Georgia MMJ Commission Has One Week to Persuade Anti-Cannabis Governor

The Georgia Commission on Medical Cannabis is set to have its final hearing on the issue of medical marijuana this week. The commission has been taking input from patients, law enforcement officials, doctors and those in the industry on the issue for the past two years. The commission will soon present Georgia Governor Nathan Deal with a proposal, although Deal has come out publicly against medical marijuana legalization.

Last week Gov. Deal told lawmakers he would veto any legislation that would legalize the in-state production of cannabis and low-THC oils for medical use.

Despite the mounting evidence that supports medical marijuana Deal said that “I still don’t think we have sufficient information or ability to control something of that nature if we start production and processing here in our state.”

Deal’s claims that the state doesn’t have the resources to control such a system likely stem from the reports of law enforcement officials who toured Colorado’s recreational program with the commission. But Colorado’s system is a far cry from what the commission has proposed — a relatively restrictive program that would focus on low-THC oils. Deal is mistaken to compare the two.

Rep. Allen Peake (R-Macon), who co-chairs the commission, pressured Gov. Deal to look at programs in states such as Minnesota, which has created a functional restrictive medical marijuana program. “I am absolutely convinced that we can offer a model that would calm the fears of law enforcement and minimize any public safety issues,” said Peake.

▶ **Directions**:
[a] List the groups that the article on Georgia's medical cannabis commission says the commission has taken input from.
[b] Reproduce the passage of the article on Georgia's medical cannabis commission from "The Georgia Commission" to "medical marijuana legalization.", word for word.
The data that follows isn't needed for anything here.

(Dataset records)
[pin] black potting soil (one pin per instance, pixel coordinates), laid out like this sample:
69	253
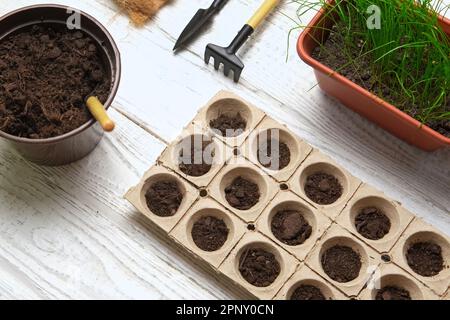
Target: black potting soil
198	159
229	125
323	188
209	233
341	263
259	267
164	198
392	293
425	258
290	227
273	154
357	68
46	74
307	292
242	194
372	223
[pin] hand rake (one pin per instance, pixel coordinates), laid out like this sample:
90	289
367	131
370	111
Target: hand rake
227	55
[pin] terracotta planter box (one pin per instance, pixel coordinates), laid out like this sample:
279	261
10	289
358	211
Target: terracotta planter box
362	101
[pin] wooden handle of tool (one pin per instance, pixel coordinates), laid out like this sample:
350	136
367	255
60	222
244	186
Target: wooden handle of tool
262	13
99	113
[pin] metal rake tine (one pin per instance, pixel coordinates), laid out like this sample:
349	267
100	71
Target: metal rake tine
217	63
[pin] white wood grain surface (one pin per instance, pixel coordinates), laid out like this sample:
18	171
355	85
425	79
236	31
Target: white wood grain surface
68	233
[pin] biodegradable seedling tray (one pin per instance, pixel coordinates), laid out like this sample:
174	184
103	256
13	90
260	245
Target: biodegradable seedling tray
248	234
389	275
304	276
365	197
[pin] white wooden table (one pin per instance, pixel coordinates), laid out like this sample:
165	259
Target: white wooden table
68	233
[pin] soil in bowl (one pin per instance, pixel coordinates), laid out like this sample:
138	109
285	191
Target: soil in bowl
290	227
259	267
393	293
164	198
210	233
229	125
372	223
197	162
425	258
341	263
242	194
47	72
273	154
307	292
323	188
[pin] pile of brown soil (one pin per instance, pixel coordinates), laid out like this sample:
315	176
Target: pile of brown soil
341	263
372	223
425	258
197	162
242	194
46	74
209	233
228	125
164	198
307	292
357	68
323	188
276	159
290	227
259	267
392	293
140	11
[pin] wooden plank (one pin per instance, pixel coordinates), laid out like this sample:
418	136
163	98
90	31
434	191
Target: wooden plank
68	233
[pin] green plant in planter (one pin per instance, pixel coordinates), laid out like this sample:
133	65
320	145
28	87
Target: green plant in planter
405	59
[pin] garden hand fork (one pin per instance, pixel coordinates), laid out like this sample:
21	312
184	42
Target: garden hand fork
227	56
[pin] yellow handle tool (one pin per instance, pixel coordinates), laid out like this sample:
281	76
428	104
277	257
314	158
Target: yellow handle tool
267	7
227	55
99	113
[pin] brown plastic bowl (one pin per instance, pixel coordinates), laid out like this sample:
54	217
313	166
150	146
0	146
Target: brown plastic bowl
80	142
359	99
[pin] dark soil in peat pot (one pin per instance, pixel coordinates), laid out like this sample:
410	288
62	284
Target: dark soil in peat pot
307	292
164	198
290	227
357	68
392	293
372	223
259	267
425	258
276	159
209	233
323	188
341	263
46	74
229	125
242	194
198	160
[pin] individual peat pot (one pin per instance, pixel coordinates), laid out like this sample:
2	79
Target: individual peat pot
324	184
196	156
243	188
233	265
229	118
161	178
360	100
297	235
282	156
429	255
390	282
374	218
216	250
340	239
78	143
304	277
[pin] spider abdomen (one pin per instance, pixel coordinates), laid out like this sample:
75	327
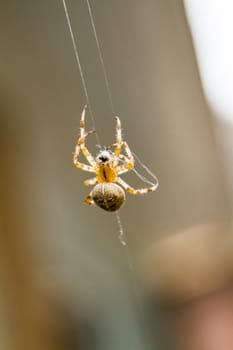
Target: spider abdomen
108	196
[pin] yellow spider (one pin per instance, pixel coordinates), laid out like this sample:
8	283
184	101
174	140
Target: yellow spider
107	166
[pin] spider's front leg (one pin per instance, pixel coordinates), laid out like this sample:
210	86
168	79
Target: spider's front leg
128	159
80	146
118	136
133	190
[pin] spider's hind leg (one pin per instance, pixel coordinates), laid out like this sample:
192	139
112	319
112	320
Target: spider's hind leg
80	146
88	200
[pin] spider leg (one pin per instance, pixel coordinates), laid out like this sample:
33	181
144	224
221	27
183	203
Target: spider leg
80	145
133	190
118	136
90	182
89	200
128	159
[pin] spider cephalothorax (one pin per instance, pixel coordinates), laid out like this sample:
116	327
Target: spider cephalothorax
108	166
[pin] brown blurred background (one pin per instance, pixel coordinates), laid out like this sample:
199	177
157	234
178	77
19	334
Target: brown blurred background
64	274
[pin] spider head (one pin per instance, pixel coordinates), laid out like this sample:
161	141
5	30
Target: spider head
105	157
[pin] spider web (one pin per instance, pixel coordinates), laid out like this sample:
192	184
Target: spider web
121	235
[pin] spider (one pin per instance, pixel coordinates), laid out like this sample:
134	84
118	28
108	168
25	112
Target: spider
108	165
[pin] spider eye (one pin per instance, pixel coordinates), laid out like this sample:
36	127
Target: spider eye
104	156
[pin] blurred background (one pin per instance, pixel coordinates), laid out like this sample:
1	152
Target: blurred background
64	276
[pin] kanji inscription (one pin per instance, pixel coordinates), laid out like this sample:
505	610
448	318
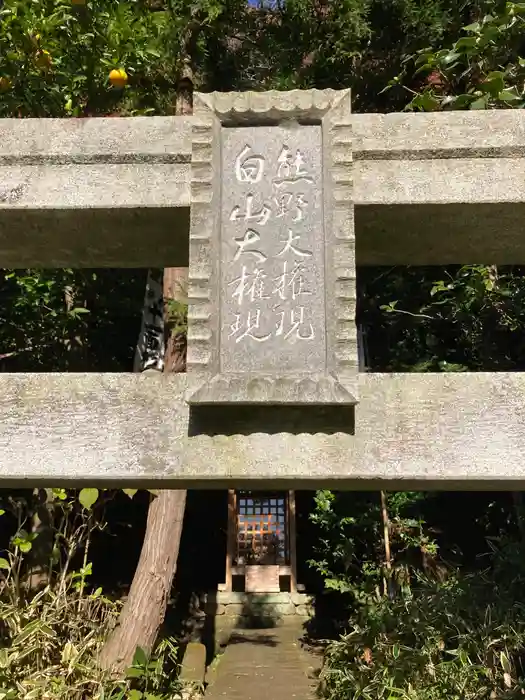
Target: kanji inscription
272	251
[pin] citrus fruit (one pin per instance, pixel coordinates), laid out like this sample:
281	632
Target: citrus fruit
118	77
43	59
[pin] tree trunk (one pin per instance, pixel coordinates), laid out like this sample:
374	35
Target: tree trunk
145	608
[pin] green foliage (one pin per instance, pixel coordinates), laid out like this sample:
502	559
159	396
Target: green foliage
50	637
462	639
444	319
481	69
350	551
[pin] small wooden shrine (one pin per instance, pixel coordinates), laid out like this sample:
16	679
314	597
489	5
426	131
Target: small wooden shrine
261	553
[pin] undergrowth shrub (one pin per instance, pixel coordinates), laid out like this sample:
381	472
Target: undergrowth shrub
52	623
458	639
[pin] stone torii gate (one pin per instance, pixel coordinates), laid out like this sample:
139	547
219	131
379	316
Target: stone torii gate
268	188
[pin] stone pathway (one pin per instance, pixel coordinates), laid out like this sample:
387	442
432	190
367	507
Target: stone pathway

▶ **Task-by-task results**:
[a]
- Patients
- Law enforcement officials
- Doctors
- Those in the industry

[b]
The Georgia Commission on Medical Cannabis is set to have its final hearing on the issue of medical marijuana this week. The commission has been taking input from patients, law enforcement officials, doctors and those in the industry on the issue for the past two years. The commission will soon present Georgia Governor Nathan Deal with a proposal, although Deal has come out publicly against medical marijuana legalization.